What to work on: Print, word for word, the part of the interview with Libya's ambassador to Egypt that opens with the words containing "Given the recent" and closes with "conducted in Libya?".

Source passage:

Libya’s political parties must focus on state-building to resolve unrest: Libyan Ambassador to Egypt

Daily News Egypt
15 Min Read
Libyan Ambassador to Cairo Mohammed Fayez Jibril. (Photo by Omar Qrashi)
Libyan Ambassador to Cairo Mohammed Fayez Jibril. (Photo by Omar Qrashi)
Libyan Ambassador to Cairo Mohammed Fayez Jibril.
(Photo by Omar Qrashi)

By Abdel Razek Al Shuwekhi

Given the recent unrest in Libya, fears have surfaced over the potential spillover effect across the border into Egypt. Daily News Egypt sat down with Mohammed Fayez Jibril, the Libyan Ambassador to Cairo to discuss recent events and relations with Egypt. The ambassador said the current situation in Libya is “simple”, except for the difficult situation in the Sahel. He added that all political parties must prioritise the interests of the nation and state-building in order for citizens’ interests to be realised, instead of focusing on fighting and carrying weapons.

First, what is your opinion on the elections that were conducted in Libya?

It must be known far and wide that Libya will not turn into a haven for extremist organisations or countries that are sources of fanaticism. We will not return to pre- 17 February;  to the autocratic fascism that led to instability in neighbouring countries and financed rebel movements, nor will be become a country beholden to a fascist group.

Libyans ​​have no choice but to execute the road map announced by the National Transitional Council (NTC) in 2011 in order to establish a civil state. All political parties must create the conditions necessary to conduct elections on 25 June in order to conclude the political process.

Provided data:
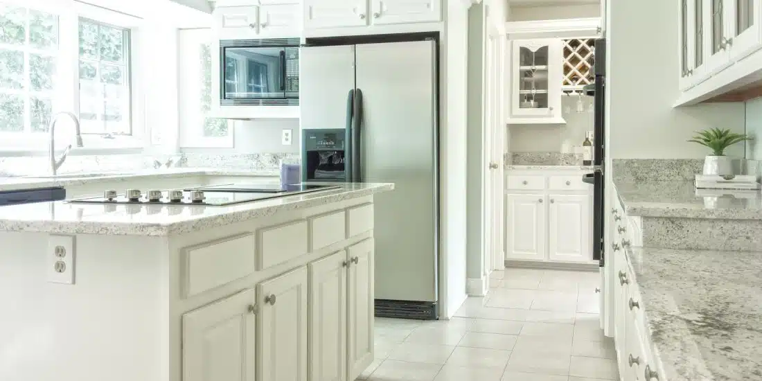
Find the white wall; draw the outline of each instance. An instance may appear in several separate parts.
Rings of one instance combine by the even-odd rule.
[[[584,133],[593,130],[594,117],[589,112],[593,98],[582,96],[585,110],[581,113],[577,112],[578,99],[576,95],[561,99],[566,124],[509,124],[510,152],[574,153],[573,147],[582,145]],[[562,149],[565,146],[568,148]]]
[[[511,7],[511,21],[555,20],[559,18],[597,18],[600,15],[600,5],[575,4],[543,7]]]
[[[744,131],[743,103],[672,108],[680,94],[676,2],[610,1],[608,6],[610,158],[700,158],[709,152],[686,142],[693,131]],[[738,144],[727,154],[742,156],[743,150]]]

Answer:
Given the recent unrest in Libya, fears have surfaced over the potential spillover effect across the border into Egypt. Daily News Egypt sat down with Mohammed Fayez Jibril, the Libyan Ambassador to Cairo to discuss recent events and relations with Egypt. The ambassador said the current situation in Libya is “simple”, except for the difficult situation in the Sahel. He added that all political parties must prioritise the interests of the nation and state-building in order for citizens’ interests to be realised, instead of focusing on fighting and carrying weapons.

First, what is your opinion on the elections that were conducted in Libya?